Un'analisi dettagliata degli ordinamenti giuridici contemporanei,
complessi e articolati, deve preferire un modello di sistema giuridico non
riduzionistico ossia non come quello kelseniano che si riduce ad
individuare uno specifico elemento (quello sanzionatorio) per tutte le
norme. Hart quando parla delle norme conferenti poteri privati, come
quelle che danno la possibilità di stipulare contratti, redigere testamenti,
sembra non essere consapevole del fatto che anche queste norme
fungono da strumento per il controllo del comportamento sociale.
“il concetto della legge”
Hart con il suo libro fornisce un approccio
sociologico che ha il diritto non solo tramite le norme di riconoscimento
ma anche con l'attenzione volta al comportamento dei consociati al fine
di postulare soluzioni ai ricorrenti problemi giuridici.
Viceversa, non è da ritenere sociologica la teoria istituzionalista di Santi
Romano, la quale si concentra molto sul rapporto tra le norme e le
istituzioni e poco sul rapporto tra le norme e il comportamento sociale;
dunque, è da ritenere sociologica soltanto la teoria che riesce a
esprimere il ruolo che il comportamento umano gioca nell'ambito del
fenomeno giuridico senza che questo venga visto staticamente sussunto
in norme o istituzioni.

_Sfida 1_.
Formatta come CSV a due colonne, intestate "richiesta" e "risposta", i record che partono dalla riga contenente "Locate the tree canopy" e proseguono fino alla riga contenente "5 1 399 388", entrambe incluse. Prevedi una riga per ogni richiesta, con il testo e la risposta ciascuno in un solo campo tra virgolette e gli a capo sostituiti da spazi.

_Record forniti_.
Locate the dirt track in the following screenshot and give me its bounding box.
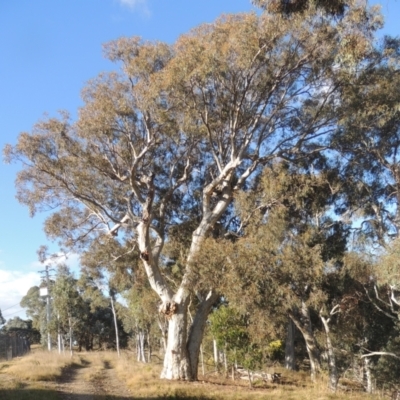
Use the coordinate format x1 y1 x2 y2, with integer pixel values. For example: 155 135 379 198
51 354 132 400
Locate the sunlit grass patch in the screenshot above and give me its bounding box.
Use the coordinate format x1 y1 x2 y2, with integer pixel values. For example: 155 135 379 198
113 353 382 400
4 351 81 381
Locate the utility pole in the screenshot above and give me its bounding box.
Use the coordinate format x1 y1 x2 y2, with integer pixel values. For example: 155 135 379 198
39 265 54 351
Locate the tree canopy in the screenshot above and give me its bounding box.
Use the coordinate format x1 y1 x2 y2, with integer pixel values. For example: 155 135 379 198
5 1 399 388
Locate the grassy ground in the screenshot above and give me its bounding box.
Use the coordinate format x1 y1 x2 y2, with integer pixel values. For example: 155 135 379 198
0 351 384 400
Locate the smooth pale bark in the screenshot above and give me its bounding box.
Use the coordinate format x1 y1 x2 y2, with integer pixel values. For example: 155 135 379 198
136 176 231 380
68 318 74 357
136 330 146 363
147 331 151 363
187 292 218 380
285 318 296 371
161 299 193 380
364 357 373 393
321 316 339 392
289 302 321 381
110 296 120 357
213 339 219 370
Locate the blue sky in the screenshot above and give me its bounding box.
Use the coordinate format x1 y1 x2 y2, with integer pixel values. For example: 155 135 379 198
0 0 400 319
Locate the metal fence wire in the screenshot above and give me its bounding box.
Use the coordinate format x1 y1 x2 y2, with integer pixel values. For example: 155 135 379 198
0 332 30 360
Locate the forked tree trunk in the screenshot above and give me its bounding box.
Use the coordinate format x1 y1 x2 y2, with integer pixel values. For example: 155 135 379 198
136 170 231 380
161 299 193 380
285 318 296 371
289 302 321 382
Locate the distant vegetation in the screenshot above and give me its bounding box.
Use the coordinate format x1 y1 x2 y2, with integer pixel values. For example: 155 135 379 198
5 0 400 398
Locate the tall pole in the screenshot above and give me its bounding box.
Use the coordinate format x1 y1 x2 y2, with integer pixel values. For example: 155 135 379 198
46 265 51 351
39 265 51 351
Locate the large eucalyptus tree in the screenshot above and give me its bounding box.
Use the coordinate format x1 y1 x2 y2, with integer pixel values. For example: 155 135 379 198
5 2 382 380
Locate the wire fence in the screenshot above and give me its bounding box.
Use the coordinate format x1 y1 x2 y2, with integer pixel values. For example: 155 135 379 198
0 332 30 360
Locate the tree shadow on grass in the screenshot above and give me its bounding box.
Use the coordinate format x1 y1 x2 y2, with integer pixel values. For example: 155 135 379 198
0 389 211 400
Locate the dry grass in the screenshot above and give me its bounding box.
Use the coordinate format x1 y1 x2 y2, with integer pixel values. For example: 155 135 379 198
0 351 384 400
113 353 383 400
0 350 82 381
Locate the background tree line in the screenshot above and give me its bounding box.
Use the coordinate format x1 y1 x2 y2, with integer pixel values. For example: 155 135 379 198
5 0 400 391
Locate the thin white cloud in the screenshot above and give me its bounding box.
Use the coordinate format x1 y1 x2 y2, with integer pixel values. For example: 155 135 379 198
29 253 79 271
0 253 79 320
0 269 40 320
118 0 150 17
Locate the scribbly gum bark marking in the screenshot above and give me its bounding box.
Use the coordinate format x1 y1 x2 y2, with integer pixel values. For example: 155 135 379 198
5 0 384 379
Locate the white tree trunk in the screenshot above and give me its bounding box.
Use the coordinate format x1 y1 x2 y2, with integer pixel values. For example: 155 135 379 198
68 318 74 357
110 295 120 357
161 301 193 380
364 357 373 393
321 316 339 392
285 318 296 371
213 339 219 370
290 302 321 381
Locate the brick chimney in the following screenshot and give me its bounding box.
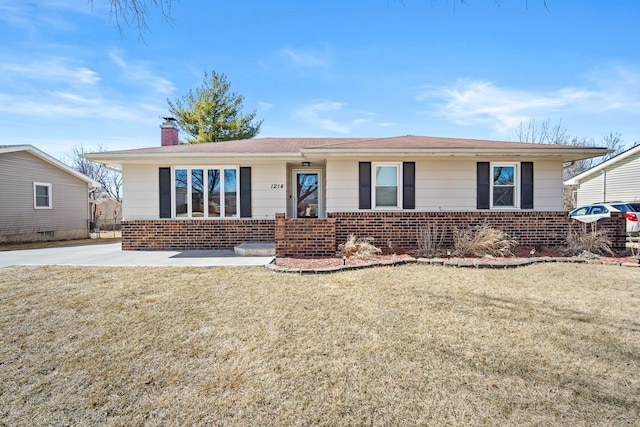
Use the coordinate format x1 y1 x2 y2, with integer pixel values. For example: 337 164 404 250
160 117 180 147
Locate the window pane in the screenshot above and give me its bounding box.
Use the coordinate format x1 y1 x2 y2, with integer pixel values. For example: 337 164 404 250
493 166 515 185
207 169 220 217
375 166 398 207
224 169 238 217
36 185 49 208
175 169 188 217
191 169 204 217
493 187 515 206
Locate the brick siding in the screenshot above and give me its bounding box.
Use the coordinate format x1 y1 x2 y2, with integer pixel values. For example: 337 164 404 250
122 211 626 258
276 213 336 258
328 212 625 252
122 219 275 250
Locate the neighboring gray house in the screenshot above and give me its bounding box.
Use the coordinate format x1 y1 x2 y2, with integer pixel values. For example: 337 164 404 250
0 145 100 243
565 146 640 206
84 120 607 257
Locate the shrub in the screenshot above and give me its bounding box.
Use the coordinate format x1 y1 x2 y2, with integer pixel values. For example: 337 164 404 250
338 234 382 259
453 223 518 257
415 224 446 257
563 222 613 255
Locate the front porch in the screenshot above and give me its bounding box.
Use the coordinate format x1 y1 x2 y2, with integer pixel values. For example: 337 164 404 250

_Sfida 2_.
Riprendi il testo sulla teoria sociologica del diritto in Hart e Santi Romano, proseguendolo dopo la sua ultima frase.

_Risposta scritta 1_.
richiesta,risposta
"Locate the tree canopy in the screenshot above and give me its bounding box. Use the coordinate format x1 y1 x2 y2, with integer pixel values. For example: 155 135 379 198","5 1 399 388"

_Risposta scritta 2_.
L'esistenza di una norma avviene tramite l'operazione di riconoscimento
ossia un procedimento logico tendente a dare un possibile significato
razionale all'atto decisionale;
dunque, una norma è operante quando permette di reperire un modello
che possa fungere da schema di qualificazione del proprio
comportamento.
Che tipo di rapporto intercorre tra la norma così concepita e la decisione?
Nonostante si parta dall'ipotesi che la norma è un prodotto dell'attività
scientifico conoscitiva ovvero è uno schema per la comprensione e per la
realizzazione di certi comportamenti sociali, anche i consociati possono
affermare l'esistenza di certe norme, assumendo un punto di vista
interno per quanto questo sia solitamente assunto dai giuristi; a
prescindere da chi ne affermi l'esistenza, considerando che in passato
quando il giuridico si intrecciava con il mitico-religioso tale ruolo era
svolto da stregoni o capi tribù, l'esigenza è quella di rendere obbligatori
taluni comportamenti, decisioni e quindi trasformarli in modelli.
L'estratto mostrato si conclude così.